== WORK REQUIRED ==
Convert every line below into a Markdown table with two columns, No. and Line, putting the row number in the first and the line itself in the second; omit blank lines.

== INFORMATION GIVEN ==
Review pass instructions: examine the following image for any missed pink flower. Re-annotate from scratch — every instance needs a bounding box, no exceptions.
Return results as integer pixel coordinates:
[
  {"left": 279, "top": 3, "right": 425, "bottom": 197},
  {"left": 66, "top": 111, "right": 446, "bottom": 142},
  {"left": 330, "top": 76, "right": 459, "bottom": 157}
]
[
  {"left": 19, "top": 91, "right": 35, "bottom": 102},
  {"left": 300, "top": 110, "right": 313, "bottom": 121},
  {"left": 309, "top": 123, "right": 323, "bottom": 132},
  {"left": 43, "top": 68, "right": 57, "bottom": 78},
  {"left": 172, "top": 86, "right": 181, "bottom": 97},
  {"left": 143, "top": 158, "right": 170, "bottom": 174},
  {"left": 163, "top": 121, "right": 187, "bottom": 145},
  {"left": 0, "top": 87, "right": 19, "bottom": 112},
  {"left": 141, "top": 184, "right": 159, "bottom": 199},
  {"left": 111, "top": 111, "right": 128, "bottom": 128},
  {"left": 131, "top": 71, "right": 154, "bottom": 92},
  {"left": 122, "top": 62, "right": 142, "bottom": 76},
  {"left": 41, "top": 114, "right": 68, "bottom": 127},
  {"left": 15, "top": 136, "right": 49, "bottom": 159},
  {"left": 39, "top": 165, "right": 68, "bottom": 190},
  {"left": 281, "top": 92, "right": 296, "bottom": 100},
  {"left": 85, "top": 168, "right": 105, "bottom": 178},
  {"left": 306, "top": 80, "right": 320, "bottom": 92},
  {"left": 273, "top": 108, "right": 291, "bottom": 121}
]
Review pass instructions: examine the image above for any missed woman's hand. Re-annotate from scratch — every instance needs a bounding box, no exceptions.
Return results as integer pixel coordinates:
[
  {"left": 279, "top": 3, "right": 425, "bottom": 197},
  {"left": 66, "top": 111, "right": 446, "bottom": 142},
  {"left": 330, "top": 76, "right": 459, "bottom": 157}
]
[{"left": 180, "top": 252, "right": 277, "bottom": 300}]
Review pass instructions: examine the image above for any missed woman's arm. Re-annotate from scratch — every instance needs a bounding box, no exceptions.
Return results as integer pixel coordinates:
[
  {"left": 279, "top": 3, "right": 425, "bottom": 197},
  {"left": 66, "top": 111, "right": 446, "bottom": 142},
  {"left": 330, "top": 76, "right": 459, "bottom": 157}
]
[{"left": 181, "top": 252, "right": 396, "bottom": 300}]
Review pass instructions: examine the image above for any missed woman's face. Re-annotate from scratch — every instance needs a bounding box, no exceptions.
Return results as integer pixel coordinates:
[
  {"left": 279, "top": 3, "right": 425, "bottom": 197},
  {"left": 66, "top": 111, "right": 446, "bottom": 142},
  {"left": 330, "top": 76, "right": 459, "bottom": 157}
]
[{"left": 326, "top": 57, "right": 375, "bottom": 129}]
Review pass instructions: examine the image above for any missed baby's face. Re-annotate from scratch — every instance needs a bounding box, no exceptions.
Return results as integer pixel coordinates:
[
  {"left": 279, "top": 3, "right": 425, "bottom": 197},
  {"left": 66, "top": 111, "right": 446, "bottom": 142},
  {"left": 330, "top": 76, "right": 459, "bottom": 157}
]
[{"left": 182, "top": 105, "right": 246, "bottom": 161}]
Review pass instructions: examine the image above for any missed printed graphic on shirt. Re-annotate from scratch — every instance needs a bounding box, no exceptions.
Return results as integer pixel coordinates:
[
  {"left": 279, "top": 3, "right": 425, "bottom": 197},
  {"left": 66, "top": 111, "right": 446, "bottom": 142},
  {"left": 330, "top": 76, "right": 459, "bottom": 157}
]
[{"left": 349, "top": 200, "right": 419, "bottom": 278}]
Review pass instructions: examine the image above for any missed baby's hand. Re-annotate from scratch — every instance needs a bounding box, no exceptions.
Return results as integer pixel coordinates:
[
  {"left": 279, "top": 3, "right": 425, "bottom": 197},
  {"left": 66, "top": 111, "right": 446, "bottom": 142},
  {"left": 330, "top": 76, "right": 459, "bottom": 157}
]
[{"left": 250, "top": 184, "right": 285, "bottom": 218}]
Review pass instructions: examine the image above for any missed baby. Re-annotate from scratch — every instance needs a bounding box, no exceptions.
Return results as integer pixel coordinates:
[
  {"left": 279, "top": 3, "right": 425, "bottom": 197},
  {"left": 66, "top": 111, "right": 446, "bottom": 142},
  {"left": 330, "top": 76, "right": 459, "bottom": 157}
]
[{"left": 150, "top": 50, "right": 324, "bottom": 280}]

== RESPONSE TO THIS EXERCISE ==
| No. | Line |
|---|---|
| 1 | Review pass instructions: examine the following image for any missed pink flower. Re-annotate from scratch — every instance needs a bounding box, no exceptions. |
| 2 | Return results as integer pixel coordinates: |
| 3 | [ |
| 4 |   {"left": 279, "top": 3, "right": 425, "bottom": 197}, |
| 5 |   {"left": 66, "top": 111, "right": 446, "bottom": 142}, |
| 6 |   {"left": 330, "top": 76, "right": 459, "bottom": 157} |
| 7 | ] |
| 8 | [ |
| 9 |   {"left": 19, "top": 91, "right": 35, "bottom": 102}, |
| 10 |   {"left": 300, "top": 110, "right": 313, "bottom": 121}, |
| 11 |   {"left": 309, "top": 123, "right": 323, "bottom": 132}, |
| 12 |   {"left": 43, "top": 68, "right": 57, "bottom": 78}, |
| 13 |   {"left": 172, "top": 86, "right": 181, "bottom": 97}, |
| 14 |   {"left": 143, "top": 158, "right": 170, "bottom": 174}, |
| 15 |   {"left": 163, "top": 121, "right": 187, "bottom": 145}, |
| 16 |   {"left": 0, "top": 87, "right": 19, "bottom": 112}, |
| 17 |   {"left": 141, "top": 184, "right": 159, "bottom": 199}, |
| 18 |   {"left": 111, "top": 111, "right": 128, "bottom": 128}, |
| 19 |   {"left": 131, "top": 71, "right": 154, "bottom": 92}, |
| 20 |   {"left": 122, "top": 62, "right": 142, "bottom": 76}, |
| 21 |   {"left": 41, "top": 114, "right": 68, "bottom": 127}, |
| 22 |   {"left": 15, "top": 136, "right": 49, "bottom": 159}, |
| 23 |   {"left": 39, "top": 165, "right": 68, "bottom": 190}, |
| 24 |   {"left": 281, "top": 92, "right": 296, "bottom": 100}, |
| 25 |   {"left": 85, "top": 168, "right": 105, "bottom": 178}, |
| 26 |   {"left": 306, "top": 80, "right": 320, "bottom": 92}, |
| 27 |   {"left": 273, "top": 108, "right": 291, "bottom": 121} |
| 28 | ] |
| 29 | Review pass instructions: examine the image above for any missed woman's hand. Re-annotate from scratch — every instance needs a bounding box, no exceptions. |
| 30 | Return results as integer pixel coordinates: |
| 31 | [ |
| 32 |   {"left": 279, "top": 3, "right": 425, "bottom": 197}, |
| 33 |   {"left": 66, "top": 111, "right": 446, "bottom": 142}, |
| 34 |   {"left": 330, "top": 76, "right": 459, "bottom": 157} |
| 35 | ] |
| 36 | [{"left": 180, "top": 252, "right": 277, "bottom": 300}] |
| 37 | Review pass instructions: examine the image above for any missed woman's arm. Re-annotate from scratch — every instance needs a bounding box, no exceptions. |
| 38 | Return results as integer pixel coordinates: |
| 39 | [ |
| 40 |   {"left": 279, "top": 3, "right": 425, "bottom": 197}, |
| 41 |   {"left": 66, "top": 111, "right": 446, "bottom": 142}, |
| 42 |   {"left": 330, "top": 76, "right": 459, "bottom": 157} |
| 43 | ] |
| 44 | [{"left": 181, "top": 252, "right": 396, "bottom": 300}] |
| 45 | Review pass instructions: examine the image above for any missed woman's face. Re-annotate from scratch — every instance needs a bounding box, no exceptions. |
| 46 | Return results as integer pixel coordinates: |
| 47 | [ |
| 48 |   {"left": 279, "top": 3, "right": 425, "bottom": 197}, |
| 49 |   {"left": 66, "top": 111, "right": 446, "bottom": 142}, |
| 50 |   {"left": 330, "top": 76, "right": 459, "bottom": 157} |
| 51 | ] |
| 52 | [{"left": 326, "top": 57, "right": 375, "bottom": 129}] |
| 53 | Review pass instructions: examine the image above for any missed baby's face. Re-annotate from scratch — every instance needs a bounding box, no exceptions. |
| 54 | Return results as integer pixel coordinates: |
| 55 | [ |
| 56 |   {"left": 279, "top": 3, "right": 425, "bottom": 197}, |
| 57 |   {"left": 66, "top": 111, "right": 446, "bottom": 142}, |
| 58 |   {"left": 330, "top": 76, "right": 459, "bottom": 157} |
| 59 | ] |
| 60 | [{"left": 182, "top": 105, "right": 246, "bottom": 161}] |
| 61 | Review pass instructions: examine the image above for any missed printed graphic on shirt. Re-annotate from scratch — every instance needs a bounding box, no exceptions. |
| 62 | Return results as integer pixel coordinates: |
| 63 | [ |
| 64 |   {"left": 279, "top": 3, "right": 425, "bottom": 197}, |
| 65 |   {"left": 66, "top": 111, "right": 446, "bottom": 142}, |
| 66 |   {"left": 330, "top": 76, "right": 459, "bottom": 157} |
| 67 | ] |
| 68 | [{"left": 349, "top": 200, "right": 419, "bottom": 278}] |
| 69 | Review pass instructions: examine the image above for any missed baby's hand. Re-annotate from scratch — every instance needs a bounding box, no exceptions. |
| 70 | Return results as integer pixel coordinates: |
| 71 | [ |
| 72 |   {"left": 279, "top": 3, "right": 425, "bottom": 197}, |
| 73 |   {"left": 66, "top": 111, "right": 446, "bottom": 142}, |
| 74 |   {"left": 330, "top": 76, "right": 459, "bottom": 157} |
| 75 | ] |
| 76 | [{"left": 250, "top": 184, "right": 285, "bottom": 218}] |
| 77 | Review pass instructions: examine the image above for any missed baby. Re-annotate from scratch — every instance needs a bounding box, no exceptions. |
| 78 | Return results as integer pixel coordinates: |
| 79 | [ |
| 80 |   {"left": 279, "top": 3, "right": 425, "bottom": 197}, |
| 81 |   {"left": 66, "top": 111, "right": 446, "bottom": 142}, |
| 82 |   {"left": 330, "top": 76, "right": 459, "bottom": 157} |
| 83 | ] |
| 84 | [{"left": 150, "top": 50, "right": 324, "bottom": 280}] |